▶ TASK INSTRUCTIONS: Transcribe the records that follow, preserving every word.

▶ DATASET EXCERPTS:
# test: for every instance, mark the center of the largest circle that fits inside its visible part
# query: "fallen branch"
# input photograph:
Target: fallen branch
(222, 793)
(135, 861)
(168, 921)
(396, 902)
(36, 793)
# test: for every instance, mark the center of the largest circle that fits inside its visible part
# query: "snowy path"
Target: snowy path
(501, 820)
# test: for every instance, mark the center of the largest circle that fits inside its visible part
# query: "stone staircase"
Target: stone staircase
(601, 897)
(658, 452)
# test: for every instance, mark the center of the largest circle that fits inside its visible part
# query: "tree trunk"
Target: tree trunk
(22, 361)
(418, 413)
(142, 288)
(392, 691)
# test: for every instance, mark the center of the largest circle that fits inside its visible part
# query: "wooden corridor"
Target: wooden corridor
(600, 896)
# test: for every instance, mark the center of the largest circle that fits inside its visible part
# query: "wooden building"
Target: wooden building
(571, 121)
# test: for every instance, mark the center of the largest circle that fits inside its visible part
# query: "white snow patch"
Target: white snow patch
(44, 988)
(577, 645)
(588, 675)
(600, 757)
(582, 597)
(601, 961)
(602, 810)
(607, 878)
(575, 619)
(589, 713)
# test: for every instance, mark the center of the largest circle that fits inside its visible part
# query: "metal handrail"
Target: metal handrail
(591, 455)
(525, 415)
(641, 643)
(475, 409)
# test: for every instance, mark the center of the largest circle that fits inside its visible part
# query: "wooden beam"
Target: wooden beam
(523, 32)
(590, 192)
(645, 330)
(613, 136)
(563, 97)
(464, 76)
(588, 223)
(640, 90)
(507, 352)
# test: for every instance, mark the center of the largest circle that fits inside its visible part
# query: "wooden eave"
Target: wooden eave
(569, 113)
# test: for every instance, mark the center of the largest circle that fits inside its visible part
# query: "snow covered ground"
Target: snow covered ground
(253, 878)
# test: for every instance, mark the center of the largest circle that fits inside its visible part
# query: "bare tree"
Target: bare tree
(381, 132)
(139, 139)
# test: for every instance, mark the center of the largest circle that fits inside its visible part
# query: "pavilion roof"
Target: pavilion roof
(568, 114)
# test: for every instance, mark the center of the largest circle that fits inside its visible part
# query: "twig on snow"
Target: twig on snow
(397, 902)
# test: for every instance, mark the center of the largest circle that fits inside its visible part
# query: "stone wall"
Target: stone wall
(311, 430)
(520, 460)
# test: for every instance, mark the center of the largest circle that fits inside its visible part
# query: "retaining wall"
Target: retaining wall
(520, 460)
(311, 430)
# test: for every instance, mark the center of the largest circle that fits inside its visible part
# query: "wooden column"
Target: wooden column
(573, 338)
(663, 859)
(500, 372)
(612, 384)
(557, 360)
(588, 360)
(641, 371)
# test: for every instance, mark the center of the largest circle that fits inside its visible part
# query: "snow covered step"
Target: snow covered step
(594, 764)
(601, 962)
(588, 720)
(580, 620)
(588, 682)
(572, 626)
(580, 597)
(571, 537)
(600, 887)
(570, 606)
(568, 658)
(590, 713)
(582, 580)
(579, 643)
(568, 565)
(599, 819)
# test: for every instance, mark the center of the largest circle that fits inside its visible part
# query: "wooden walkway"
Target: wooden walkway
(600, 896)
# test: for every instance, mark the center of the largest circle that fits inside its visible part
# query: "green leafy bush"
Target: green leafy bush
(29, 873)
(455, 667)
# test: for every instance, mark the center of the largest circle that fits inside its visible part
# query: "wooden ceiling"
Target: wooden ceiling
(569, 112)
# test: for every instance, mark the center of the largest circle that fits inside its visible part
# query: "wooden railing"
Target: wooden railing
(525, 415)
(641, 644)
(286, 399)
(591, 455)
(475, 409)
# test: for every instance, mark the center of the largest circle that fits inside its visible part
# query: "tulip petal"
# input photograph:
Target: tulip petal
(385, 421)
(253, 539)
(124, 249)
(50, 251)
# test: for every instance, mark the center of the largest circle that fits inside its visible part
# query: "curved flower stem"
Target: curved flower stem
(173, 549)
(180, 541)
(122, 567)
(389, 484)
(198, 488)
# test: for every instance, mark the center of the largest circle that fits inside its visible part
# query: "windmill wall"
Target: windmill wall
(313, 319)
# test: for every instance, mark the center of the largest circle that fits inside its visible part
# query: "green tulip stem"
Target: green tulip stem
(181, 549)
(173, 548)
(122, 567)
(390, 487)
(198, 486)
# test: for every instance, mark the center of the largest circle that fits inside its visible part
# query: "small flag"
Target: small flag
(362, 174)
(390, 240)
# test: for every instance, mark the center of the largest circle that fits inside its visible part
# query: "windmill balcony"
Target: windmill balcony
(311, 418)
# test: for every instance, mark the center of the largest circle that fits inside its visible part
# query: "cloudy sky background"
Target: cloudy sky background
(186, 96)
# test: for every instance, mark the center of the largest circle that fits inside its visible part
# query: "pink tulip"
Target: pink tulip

▶ RIGHT ANSWER:
# test: for every instance, mark the center of the largest circle that fits inside its visible part
# query: "fallen branch"
# input photograph:
Target: fallen branch
(222, 793)
(135, 861)
(168, 921)
(396, 902)
(36, 793)
# test: for every instance, mark the center of the largest circle that fits inside its visible part
# query: "snowy path"
Target: snowy path
(501, 820)
# test: for every instance, mark the center of the largest circle that fits inside its visible part
# query: "stone staircase"
Target: stone staircase
(601, 897)
(658, 452)
# test: for every instance, mark the center of the largest circle that fits inside its visible part
# query: "tree trunk"
Target: tree trunk
(22, 361)
(418, 413)
(142, 288)
(392, 691)
# test: for every instance, mark the center of the largest circle that fits inside its visible part
# query: "wooden corridor"
Target: wooden corridor
(600, 896)
# test: for every instance, mark the center of the largest circle that fits inside its visible part
# query: "wooden building"
Target: wooden building
(571, 121)
# test: for every instance, mark the center of the largest circle that fits inside its visible part
# query: "white snow patch"
Target: white snow patch
(44, 988)
(577, 645)
(588, 675)
(600, 757)
(582, 597)
(601, 961)
(602, 810)
(607, 878)
(575, 619)
(589, 713)
# test: for every instance, mark the center of the largest circle that fits inside its visible part
# query: "metal handrail"
Target: metal handrail
(591, 455)
(525, 415)
(641, 643)
(475, 409)
# test: for every instance, mark the center of the largest circle that fits inside its visible part
# query: "wooden beam"
Target: wooden beam
(523, 32)
(590, 192)
(645, 330)
(613, 136)
(563, 97)
(464, 76)
(588, 223)
(640, 90)
(507, 352)
# test: for every instance, mark the center of the largest circle that fits inside its visible part
# query: "wooden eave"
Target: wooden eave
(569, 113)
# test: for every instance, mark the center of the largest circle that fits inside its visible part
# query: "snow covered ground"
Target: snow covered ground
(253, 878)
# test: for every instance, mark the center of the largest circle that fits inside its visible part
# query: "bare tree"
Target: bare tree
(381, 132)
(139, 139)
# test: for every instance, mark the center of the largest circle that fits inside its visible part
# query: "pavilion roof"
Target: pavilion roof
(568, 114)
# test: for every instance, mark the center of the largest circle that fits inside its visible part
# query: "twig on snow"
Target: twig on snow
(397, 902)
# test: for every instance, mark the center of the largest circle that fits inside its visible part
# query: "stone wall"
Target: stone wall
(311, 430)
(520, 460)
# test: for every instance, mark the center of the largest circle that fits inside its visible part
# query: "retaining wall"
Target: retaining wall
(520, 460)
(311, 430)
# test: for every instance, mark the center of the largest circle that fits inside its visible part
# query: "wooden column"
Target: wooden column
(573, 338)
(663, 859)
(500, 372)
(612, 384)
(557, 360)
(588, 360)
(641, 371)
# test: for every instance, mark the center of the largest circle that fits inside its visible part
# query: "snow covered step"
Target: snow covered step
(594, 764)
(601, 962)
(588, 720)
(580, 620)
(588, 682)
(572, 626)
(580, 597)
(571, 537)
(600, 887)
(570, 606)
(568, 658)
(590, 713)
(582, 580)
(579, 643)
(568, 565)
(599, 819)
# test: for every instance, mark the center of the largest circle that fits inside its visible part
# query: "wooden walkway"
Target: wooden walkway
(600, 896)
# test: for every instance, mark the center of the largest circle that fits inside its visible part
# query: "green leafy bush"
Target: green leafy bush
(29, 873)
(455, 667)
# test: for every instance, mark the center of the largest circle that fits inside its visible part
# query: "wooden ceiling"
Target: wooden ceiling
(569, 112)
# test: for every instance, mark the center of the largest circle that fits inside its visible part
# query: "wooden railing"
Target: wooden railing
(525, 415)
(641, 644)
(286, 399)
(591, 455)
(475, 409)
# test: for every instance, mark the center of the largest circle that fits inside its visible part
# query: "tulip petal"
# input photograph:
Target: tulip petal
(385, 421)
(253, 539)
(124, 249)
(50, 251)
# test: for every instance, mark the center of the largest circle that fits inside its visible part
# query: "curved flower stem"
Target: curved flower stem
(173, 549)
(180, 541)
(122, 567)
(389, 484)
(198, 488)
# test: for every instance, mark the center of the largest circle that fits inside its visible part
# query: "windmill wall"
Target: windmill wall
(313, 319)
# test: for every instance, mark the center of the largest circle that fits inside its visible part
# query: "green tulip stem"
Target: green tulip stem
(181, 549)
(173, 548)
(122, 567)
(390, 487)
(198, 486)
# test: for every instance, mark the center of the largest circle that fits inside its visible part
# query: "small flag"
Target: small flag
(362, 174)
(390, 240)
# test: for every instance, mark the center of the largest circle that fits inside its visible part
# query: "windmill balcony"
Target: windmill balcony
(311, 418)
# test: for every instance, mark the center of the largest circle that fits inside its visible part
# query: "cloudy sky background"
Target: cloudy sky background
(186, 96)
# test: for every instance, mark the center of the largest circle that fits inside its visible part
# query: "pink tulip"
Target: pink tulip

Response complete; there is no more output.